Your objective: Each record must be retyped word for word.

▬▬▬▬▬▬

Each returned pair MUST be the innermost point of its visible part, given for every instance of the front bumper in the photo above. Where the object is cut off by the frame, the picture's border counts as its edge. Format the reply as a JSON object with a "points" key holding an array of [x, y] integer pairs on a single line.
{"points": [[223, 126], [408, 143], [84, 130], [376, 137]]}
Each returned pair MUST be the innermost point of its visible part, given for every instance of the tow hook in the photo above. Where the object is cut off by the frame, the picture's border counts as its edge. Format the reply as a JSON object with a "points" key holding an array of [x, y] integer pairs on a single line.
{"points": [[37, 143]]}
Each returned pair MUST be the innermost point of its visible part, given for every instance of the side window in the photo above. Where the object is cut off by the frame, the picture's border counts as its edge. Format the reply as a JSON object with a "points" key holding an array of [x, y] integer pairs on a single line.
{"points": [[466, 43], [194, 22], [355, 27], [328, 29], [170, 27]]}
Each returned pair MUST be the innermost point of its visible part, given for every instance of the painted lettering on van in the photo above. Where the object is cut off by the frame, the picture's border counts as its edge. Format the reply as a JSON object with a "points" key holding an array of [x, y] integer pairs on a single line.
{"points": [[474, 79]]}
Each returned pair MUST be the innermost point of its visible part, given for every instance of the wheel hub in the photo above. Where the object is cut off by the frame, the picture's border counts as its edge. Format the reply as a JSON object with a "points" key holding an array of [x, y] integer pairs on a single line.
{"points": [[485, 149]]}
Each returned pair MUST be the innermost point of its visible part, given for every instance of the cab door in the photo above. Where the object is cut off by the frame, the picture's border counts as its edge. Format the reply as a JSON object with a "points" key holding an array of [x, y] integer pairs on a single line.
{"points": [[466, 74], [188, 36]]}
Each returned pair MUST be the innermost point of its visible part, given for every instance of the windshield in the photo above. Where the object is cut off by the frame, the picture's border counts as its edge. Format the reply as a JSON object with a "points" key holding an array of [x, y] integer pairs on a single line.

▬▬▬▬▬▬

Final answer:
Each returned pair MUST be the innermost point of its visible part, given for every instance of the front bumper in the photo above. Where the object is cut off by the frame, the picture's border counts as its edge. Format the reply as a JSON object with a "points" key holding an array of [x, y] integer pairs on a single line.
{"points": [[223, 126], [408, 143], [84, 130], [376, 137]]}
Each returned pair MUST be the innermost point of its visible part, given for every instance of the tow hook in the photo above. Where the object is cut off by the frame, the picture's border counts as its edge. Format the reply as a JSON object with a "points" key holding an array of [x, y] integer pairs on a single line.
{"points": [[37, 143]]}
Each returned pair MUST be the innermost point of its visible part, given for every instance of the side window in the photo above. Where the object is cut off by the frame, the picture's border counts as its edge. Format the reply as a JSON object with a "points" key holding an array of [x, y] integer pairs on a single line.
{"points": [[466, 43], [194, 22], [355, 27], [328, 29], [170, 27]]}
Each returned pair MUST be the innermost point of its visible part, given for every instance of the painted lettering on van in the photo above. Where the object is cut off by the frame, the picture's border counts as its edge. Format the reply as a JSON object with a "points" key holding an array of [x, y] integer pairs on a single line.
{"points": [[474, 79]]}
Each returned pair MUST be the innermost point of its visible part, given for every instance of the wheel hub in the photo above. Where the object is cut off by the frame, the picture's border counts as its edge. Format the reply as a JSON object with a "points" key holding an array of [x, y] integer pairs on a single line.
{"points": [[485, 149]]}
Each returned pair MUST be the innermost point of its visible part, given for every instance of the cab door in the photo above. Where the object is cut off by the frame, the picture's border counts as its edge. Format the reply as a JSON object with a "points" key holding an array of [x, y] integer pairs on a single line.
{"points": [[466, 74], [188, 36]]}
Each returned pair MUST be the innermost point of its visible part, given for every instance of the windshield in the photo above. Where the object is cut off by the frame, the picture's border counts as its edge. Format the reply as a JSON object with a "points" key holding an array of [x, y] integer pairs on a single line.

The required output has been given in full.